:: MATERIAL SUPPLIED

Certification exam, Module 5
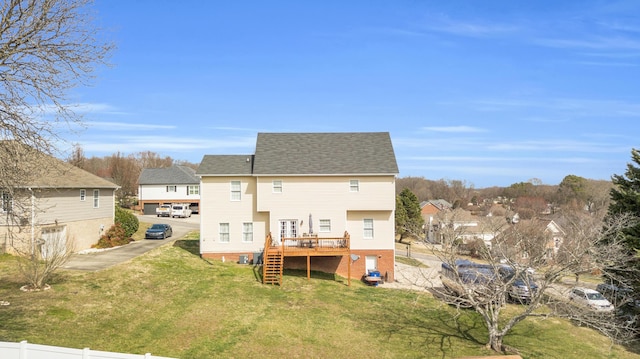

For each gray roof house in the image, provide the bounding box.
[138,166,200,214]
[0,144,119,253]
[196,132,398,283]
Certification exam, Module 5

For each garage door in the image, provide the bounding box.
[142,203,160,214]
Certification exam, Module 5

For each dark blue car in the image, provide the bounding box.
[144,223,173,239]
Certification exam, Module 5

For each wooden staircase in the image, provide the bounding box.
[262,233,284,285]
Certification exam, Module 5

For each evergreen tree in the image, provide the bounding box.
[396,188,424,241]
[607,149,640,299]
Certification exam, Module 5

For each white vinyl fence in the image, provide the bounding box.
[0,340,175,359]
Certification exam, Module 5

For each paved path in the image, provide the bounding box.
[62,215,200,271]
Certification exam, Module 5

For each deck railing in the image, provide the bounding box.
[265,231,350,256]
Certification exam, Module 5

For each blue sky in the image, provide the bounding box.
[61,0,640,188]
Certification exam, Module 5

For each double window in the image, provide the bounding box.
[349,180,360,192]
[242,222,253,242]
[231,181,242,201]
[218,222,253,243]
[93,189,100,208]
[362,218,373,239]
[220,223,230,243]
[272,180,282,193]
[320,219,331,233]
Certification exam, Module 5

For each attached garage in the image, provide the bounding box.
[142,202,160,214]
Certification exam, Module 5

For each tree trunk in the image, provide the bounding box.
[487,328,504,353]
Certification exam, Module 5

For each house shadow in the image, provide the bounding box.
[173,239,200,257]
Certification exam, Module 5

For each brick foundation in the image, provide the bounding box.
[202,249,395,282]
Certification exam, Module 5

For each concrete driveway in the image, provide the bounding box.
[62,215,200,271]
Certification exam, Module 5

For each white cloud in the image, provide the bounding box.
[85,121,176,131]
[422,126,487,133]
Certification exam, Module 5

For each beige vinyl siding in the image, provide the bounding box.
[347,211,395,249]
[138,184,200,202]
[257,176,396,212]
[200,177,271,254]
[36,188,115,223]
[200,176,395,253]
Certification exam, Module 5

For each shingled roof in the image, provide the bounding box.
[138,166,200,185]
[0,141,120,189]
[196,132,398,176]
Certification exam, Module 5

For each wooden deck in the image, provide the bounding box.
[262,231,351,285]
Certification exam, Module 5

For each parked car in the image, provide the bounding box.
[144,223,173,239]
[569,287,614,312]
[171,203,191,218]
[500,265,538,303]
[596,283,632,304]
[156,204,171,217]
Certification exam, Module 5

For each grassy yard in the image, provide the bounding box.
[0,236,640,359]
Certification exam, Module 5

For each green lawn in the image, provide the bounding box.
[0,236,640,359]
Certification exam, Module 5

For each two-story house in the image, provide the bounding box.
[196,132,398,281]
[0,143,119,253]
[138,166,200,214]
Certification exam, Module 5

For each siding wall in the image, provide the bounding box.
[200,177,269,253]
[200,176,395,258]
[0,188,115,252]
[138,184,200,202]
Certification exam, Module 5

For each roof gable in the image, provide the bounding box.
[196,155,253,176]
[196,132,398,176]
[253,132,398,175]
[138,166,200,185]
[0,141,120,189]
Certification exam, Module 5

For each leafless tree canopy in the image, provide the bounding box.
[0,0,113,288]
[433,213,637,351]
[0,0,113,159]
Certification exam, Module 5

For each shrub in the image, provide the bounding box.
[114,207,140,238]
[93,223,133,248]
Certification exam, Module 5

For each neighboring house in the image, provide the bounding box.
[138,166,200,214]
[0,144,119,253]
[440,208,507,248]
[420,199,453,243]
[196,132,398,282]
[495,218,571,263]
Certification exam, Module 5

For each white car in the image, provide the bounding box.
[569,287,613,312]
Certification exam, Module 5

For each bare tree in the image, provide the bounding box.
[109,152,142,205]
[0,0,113,286]
[136,151,173,168]
[14,226,74,290]
[433,211,636,352]
[0,0,113,158]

::::

#### DIRECTIONS FOR THIS TASK
Can you copy out the data verbatim, from the very start up to and including the line with "[422,126,487,133]", leaving the pictures out?

#### REPLY
Certification exam, Module 5

For each gray roof house in the image, provide the bounding box.
[138,166,200,214]
[0,144,119,253]
[196,132,398,283]
Certification exam, Module 5

For each garage door in the image, provide the bounding box.
[142,203,160,214]
Certification exam, Module 5

For each dark blue car in the image, provide the bounding box.
[144,223,173,239]
Certification exam, Module 5

For each wooden staircase in the image, provide the bounding box.
[262,233,284,285]
Certification exam, Module 5

For each evergreen tree in the image, provide the bounding box.
[396,188,424,241]
[607,149,640,299]
Certification exam, Module 5

For each white vinyl fence in the image, provide the bounding box.
[0,340,175,359]
Certification exam, Module 5

For each paved path in the image, provide the bounding box.
[62,215,200,271]
Certification exam, Module 5

For each deck railing in the image, provide the bounding box.
[265,231,350,256]
Certification exam, Module 5

For each blue sky in the image, provide the bounding box.
[61,0,640,188]
Certification exam, Module 5

For each double window in the image, provide the bounding box.
[349,180,360,192]
[242,222,253,242]
[231,181,242,201]
[218,222,253,243]
[93,189,100,208]
[362,218,373,239]
[220,223,230,243]
[272,180,282,193]
[320,219,331,233]
Certification exam, Module 5

For each attached garage in the image, provide the bounding box.
[142,202,160,214]
Certification exam, Module 5

For each tree trunk in the image, provide the bounding box.
[487,328,504,353]
Certification exam, Module 5

For each house shadow in the image, provide the bounding box.
[173,239,200,257]
Certification exam, Module 5

For each brick foundation in the image, provide the bounding box.
[202,249,395,282]
Certification exam, Module 5

For each concrete driveway in the image, provide the bounding box.
[62,215,200,271]
Certification exam, Module 5

For each white cloud in the image, provide the bounding box.
[85,121,176,131]
[422,126,487,133]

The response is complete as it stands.